<<<<

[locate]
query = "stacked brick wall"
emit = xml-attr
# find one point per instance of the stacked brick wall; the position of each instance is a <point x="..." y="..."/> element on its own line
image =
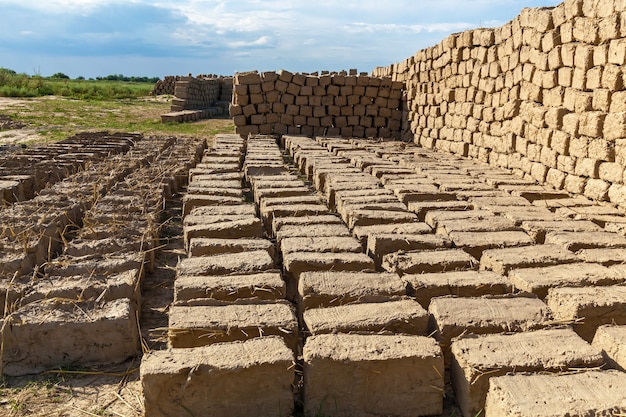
<point x="543" y="94"/>
<point x="338" y="104"/>
<point x="196" y="98"/>
<point x="195" y="93"/>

>>>>

(PROBLEM DETAILS) Copy out every line above, word for word, minus images.

(WRITTEN SOLUTION)
[locate]
query = "stacked brick wall"
emit = xml-attr
# find one point per instance of the stacked brick wall; the position of each instance is a <point x="..." y="..."/> element on its own line
image =
<point x="543" y="94"/>
<point x="338" y="104"/>
<point x="196" y="98"/>
<point x="195" y="93"/>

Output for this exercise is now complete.